Prof. Dr. Gabriele Bolte, Dr. Stefanie Dreger and Ellen Senck from the Department of Social Epidemiology at the Institute of Public Health and Nursing Research (IPP) are working together with various partners from science and practice in the InnovationCommunity Urban Health ICUH. In the old industrial urban regions of the Ruhr and Bremen/Bremerhaven, research is to be conducted into how a socio-ecological transformation can succeed and how healthy and equitable living conditions can be created in cities.
Inner-city neighborhoods in old industrial areas that are affected by environmental injustice face a variety of challenges. Unequal health opportunities, poor environmental quality and a lack of social participation often manifest themselves there. At the same time, such areas offer points of contact and specific experience in neighborhood development.
The central subject of the Urban Health Innovation Community is overcoming the “implementation gap”, i.e. the question of why scientific findings and accepted guiding principles such as sustainability, environmental justice or health-promoting urban development often cannot be implemented in practice.
The joint project is being funded by the Federal Ministry of Education and Research (BMBF) for four years as part of DATIpilot.

Saved entries
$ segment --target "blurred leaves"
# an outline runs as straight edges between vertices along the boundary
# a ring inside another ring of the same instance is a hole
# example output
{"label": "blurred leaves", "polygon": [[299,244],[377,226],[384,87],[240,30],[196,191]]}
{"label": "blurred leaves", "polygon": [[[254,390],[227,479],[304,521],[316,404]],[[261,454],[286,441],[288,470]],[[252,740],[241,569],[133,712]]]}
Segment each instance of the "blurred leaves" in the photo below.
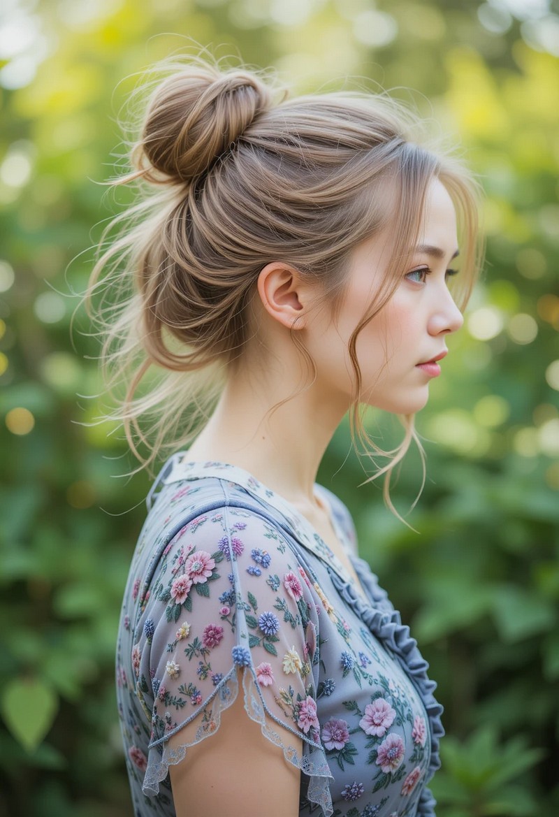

- [REQUIRED ACTION A]
According to the text about the InnovationCommunity Urban Health, which ministry funds the joint project?
- [REQUIRED ACTION B]
Write what comes next in the text about the InnovationCommunity Urban Health, starting after its final sentence.

- [TASK ANSWER A]
The Federal Ministry of Education and Research (BMBF).

- [TASK ANSWER B]
The IPP is carrying out the two ICUH sub-projects Management Project and Experimental Spaces together with the Bochum University of Applied Sciences, the Wuppertal Institute for Climate, Environment and Energy gGmbH, the ILS Institute for Regional and Urban Development Research, the North Rhine-Westphalia State Center for Health and the State Association for Health and Academy for Social Medicine of Lower Saxony Bremen.
The management project aims to build an innovation community from science, practice and various communities and to accompany the transdisciplinary process with change and knowledge management.
The experimental spaces project examines barriers to implementation in urban neighborhoods affected by environmental injustice and tests innovative methods for implementing technical and social innovations for socio-ecological transformation. The aim is to derive concrete changes in funding frameworks, legal frameworks and local work processes to promote environmental justice. The focus is on climate adaptation strategies and the expansion of active mobility in selected urban districts in the state of Bremen and the Ruhr region.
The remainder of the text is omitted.